===== Data shown
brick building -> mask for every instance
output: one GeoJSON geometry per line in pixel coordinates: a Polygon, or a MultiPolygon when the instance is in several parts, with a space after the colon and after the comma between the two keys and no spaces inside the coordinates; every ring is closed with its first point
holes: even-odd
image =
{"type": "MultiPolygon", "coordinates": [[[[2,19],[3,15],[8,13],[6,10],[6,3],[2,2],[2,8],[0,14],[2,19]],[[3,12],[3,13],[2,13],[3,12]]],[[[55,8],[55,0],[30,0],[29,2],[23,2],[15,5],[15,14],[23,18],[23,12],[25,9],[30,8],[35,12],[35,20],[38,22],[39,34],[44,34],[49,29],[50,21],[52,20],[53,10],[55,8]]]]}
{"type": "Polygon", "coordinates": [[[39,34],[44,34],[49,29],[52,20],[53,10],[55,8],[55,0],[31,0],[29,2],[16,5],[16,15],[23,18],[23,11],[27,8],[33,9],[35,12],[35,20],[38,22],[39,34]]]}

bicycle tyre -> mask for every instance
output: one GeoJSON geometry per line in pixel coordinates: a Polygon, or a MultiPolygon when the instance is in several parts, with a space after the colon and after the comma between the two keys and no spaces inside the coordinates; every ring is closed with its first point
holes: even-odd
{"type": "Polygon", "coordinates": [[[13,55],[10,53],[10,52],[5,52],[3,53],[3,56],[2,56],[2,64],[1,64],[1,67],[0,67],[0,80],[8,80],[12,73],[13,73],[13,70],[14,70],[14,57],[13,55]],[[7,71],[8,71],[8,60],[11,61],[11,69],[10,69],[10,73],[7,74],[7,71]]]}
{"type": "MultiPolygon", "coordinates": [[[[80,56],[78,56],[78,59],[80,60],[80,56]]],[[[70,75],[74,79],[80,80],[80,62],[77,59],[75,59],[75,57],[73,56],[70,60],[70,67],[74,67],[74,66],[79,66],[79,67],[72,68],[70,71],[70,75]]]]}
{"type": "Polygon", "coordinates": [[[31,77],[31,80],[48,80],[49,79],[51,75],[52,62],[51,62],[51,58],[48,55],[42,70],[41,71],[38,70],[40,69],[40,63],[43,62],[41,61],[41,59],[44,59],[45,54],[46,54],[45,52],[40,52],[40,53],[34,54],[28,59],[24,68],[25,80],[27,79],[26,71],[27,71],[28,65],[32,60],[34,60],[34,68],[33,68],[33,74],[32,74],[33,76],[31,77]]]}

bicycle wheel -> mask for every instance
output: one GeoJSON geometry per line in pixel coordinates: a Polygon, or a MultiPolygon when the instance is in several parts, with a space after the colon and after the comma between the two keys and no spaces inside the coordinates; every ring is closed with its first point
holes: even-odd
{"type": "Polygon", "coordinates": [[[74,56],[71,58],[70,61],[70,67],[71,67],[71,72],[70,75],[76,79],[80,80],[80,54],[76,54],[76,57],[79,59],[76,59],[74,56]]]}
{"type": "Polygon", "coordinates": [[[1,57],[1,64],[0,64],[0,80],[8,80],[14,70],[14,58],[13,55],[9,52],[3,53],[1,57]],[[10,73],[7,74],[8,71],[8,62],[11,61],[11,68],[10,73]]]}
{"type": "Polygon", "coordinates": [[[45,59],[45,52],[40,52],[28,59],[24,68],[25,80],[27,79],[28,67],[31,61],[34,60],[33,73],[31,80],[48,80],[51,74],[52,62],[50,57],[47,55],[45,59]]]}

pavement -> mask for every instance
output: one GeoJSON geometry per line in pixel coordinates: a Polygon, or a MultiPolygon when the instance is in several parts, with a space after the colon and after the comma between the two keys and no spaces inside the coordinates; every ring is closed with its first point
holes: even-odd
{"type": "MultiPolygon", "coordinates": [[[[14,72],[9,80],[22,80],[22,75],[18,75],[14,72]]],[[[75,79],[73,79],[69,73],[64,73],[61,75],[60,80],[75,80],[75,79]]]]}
==========
Recast the data from the line containing "pavement -> mask for every instance" through the end as a Markdown table with the columns Row and Line, numbering each row and skipping blank lines.

• _In response_:
| Row | Line |
|---|---|
| 1 | pavement -> mask for every instance |
| 2 | output: one GeoJSON geometry per line in pixel coordinates: a Polygon, or a MultiPolygon when the instance is in several parts, with a space after the colon and after the comma between the two keys and no spaces inside the coordinates; every ring is closed with its first point |
| 3 | holes: even-odd |
| 4 | {"type": "MultiPolygon", "coordinates": [[[[14,72],[9,80],[22,80],[22,75],[18,75],[14,72]]],[[[75,79],[73,79],[69,73],[64,73],[61,75],[60,80],[75,80],[75,79]]]]} |